+++ EXTRAIT
Ali Khamenei, guide de la révolution islamique, n'a pas raté
Donald Trump au lendemain du sommet de Riyad : "le Président américain se
tient aux côtés de dirigeants d'un système tribal et arriéré, fait la danse du
sabre, mais critique l'élection iranienne qui réunit 40 millions de
votants…" Et de fait, ce sommet qui, sur deux jours, les 20 et 21 mai,
s'est déroulé en trois formats : sommet entre les États-Unis d'une part et
l'Arabie saoudite, puis les Pays du Golfe, et enfin les pays arabes d'autre
part, risque de laisser peu de souvenirs.
++++++
> **CONSIGNE**: D'après l'extrait sur le sommet de Riyad, à quelles dates ce sommet a-t-il eu lieu ? Répondez en vous fondant uniquement sur l'extrait.
+++ DONNÉES FOURNIES
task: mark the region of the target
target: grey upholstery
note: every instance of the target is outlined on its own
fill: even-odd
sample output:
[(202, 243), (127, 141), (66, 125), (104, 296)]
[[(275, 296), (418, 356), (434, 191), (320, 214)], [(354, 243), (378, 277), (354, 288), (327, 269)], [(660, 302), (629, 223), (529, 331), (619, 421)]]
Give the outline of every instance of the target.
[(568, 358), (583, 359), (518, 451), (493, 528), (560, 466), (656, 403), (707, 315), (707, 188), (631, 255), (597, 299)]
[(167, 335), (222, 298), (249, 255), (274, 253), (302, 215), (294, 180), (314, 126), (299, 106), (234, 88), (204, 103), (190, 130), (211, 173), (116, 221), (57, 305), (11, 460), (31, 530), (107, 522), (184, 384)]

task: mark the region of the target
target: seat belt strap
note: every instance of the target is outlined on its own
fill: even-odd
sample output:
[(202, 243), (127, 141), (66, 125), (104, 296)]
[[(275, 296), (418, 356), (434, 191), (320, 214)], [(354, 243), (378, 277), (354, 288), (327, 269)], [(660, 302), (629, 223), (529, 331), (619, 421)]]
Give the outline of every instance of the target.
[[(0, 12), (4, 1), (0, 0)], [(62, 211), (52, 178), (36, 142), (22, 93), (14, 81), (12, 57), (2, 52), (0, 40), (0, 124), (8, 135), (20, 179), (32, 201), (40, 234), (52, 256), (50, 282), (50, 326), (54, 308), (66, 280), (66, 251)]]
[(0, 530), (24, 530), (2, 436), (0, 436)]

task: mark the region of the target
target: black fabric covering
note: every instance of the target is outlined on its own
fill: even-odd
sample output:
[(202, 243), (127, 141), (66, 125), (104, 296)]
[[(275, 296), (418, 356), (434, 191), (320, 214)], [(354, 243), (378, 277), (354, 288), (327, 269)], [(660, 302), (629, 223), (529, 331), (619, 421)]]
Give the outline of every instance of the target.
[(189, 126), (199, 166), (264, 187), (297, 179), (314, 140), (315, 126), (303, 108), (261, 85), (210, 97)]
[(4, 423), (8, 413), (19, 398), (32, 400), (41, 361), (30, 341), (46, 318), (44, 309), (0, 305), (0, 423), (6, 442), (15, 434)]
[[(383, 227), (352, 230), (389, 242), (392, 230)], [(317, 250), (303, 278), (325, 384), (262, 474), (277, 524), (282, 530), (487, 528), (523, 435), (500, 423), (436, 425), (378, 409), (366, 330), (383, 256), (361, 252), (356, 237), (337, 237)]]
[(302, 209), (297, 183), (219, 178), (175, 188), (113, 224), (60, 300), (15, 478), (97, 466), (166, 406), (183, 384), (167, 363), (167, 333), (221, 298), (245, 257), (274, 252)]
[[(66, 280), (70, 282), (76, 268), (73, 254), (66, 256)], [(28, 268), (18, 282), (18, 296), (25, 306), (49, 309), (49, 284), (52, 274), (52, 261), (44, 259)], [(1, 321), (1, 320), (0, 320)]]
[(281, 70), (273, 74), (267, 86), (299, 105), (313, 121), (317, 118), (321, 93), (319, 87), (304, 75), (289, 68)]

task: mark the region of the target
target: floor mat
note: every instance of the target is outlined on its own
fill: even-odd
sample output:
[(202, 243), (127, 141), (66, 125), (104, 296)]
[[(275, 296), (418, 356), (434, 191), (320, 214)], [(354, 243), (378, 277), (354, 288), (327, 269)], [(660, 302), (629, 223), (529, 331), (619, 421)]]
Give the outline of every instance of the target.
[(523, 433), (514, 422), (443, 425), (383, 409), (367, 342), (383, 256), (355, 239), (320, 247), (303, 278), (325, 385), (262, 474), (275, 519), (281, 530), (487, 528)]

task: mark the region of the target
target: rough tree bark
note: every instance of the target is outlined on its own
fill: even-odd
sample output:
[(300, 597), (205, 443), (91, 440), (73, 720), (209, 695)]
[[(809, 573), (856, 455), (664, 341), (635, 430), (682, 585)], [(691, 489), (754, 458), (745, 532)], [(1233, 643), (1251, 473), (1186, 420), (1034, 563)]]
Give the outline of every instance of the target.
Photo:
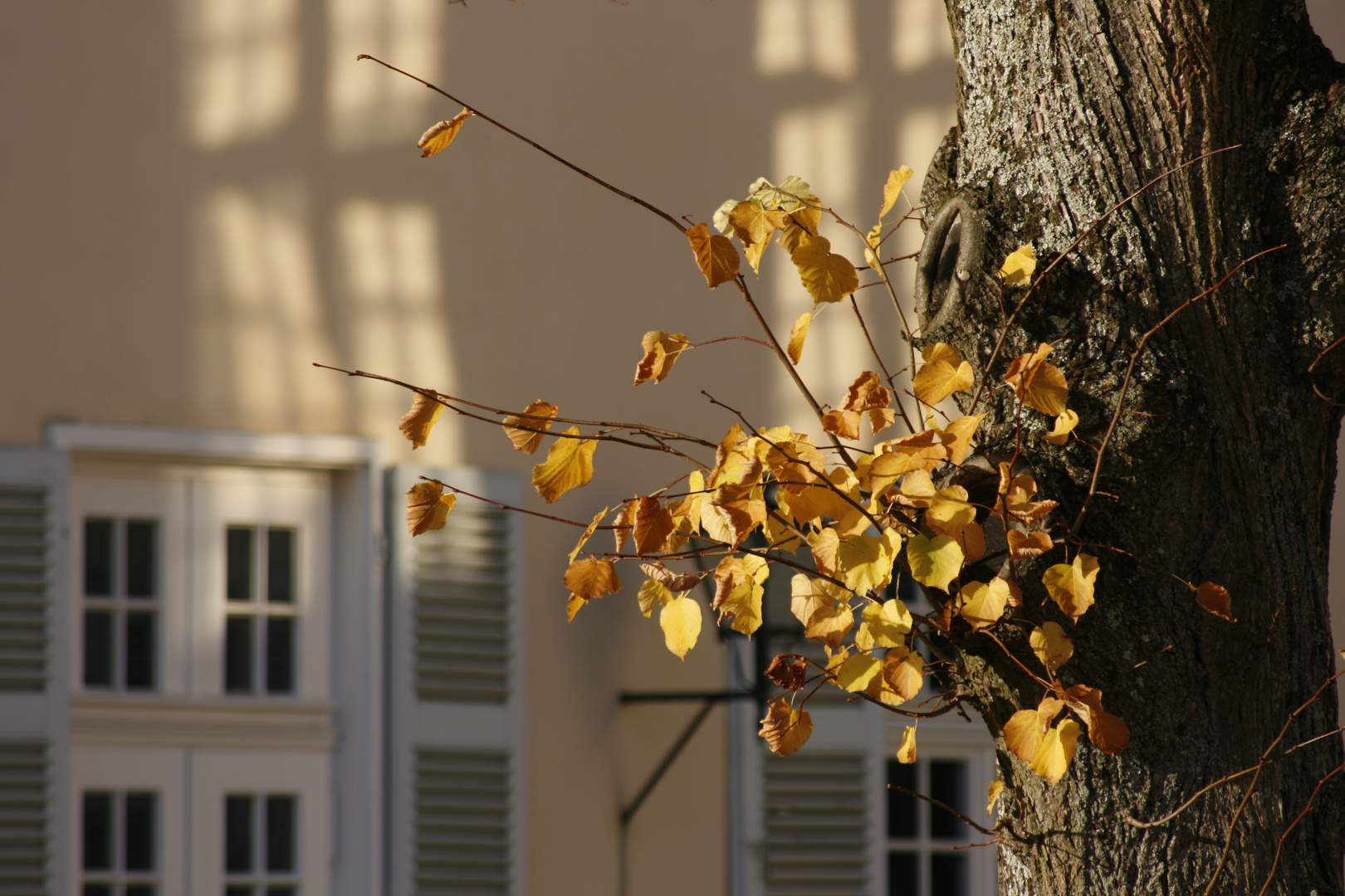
++++++
> **RÉSULTAT FINAL**: Il a eu lieu les 20 et 21 mai.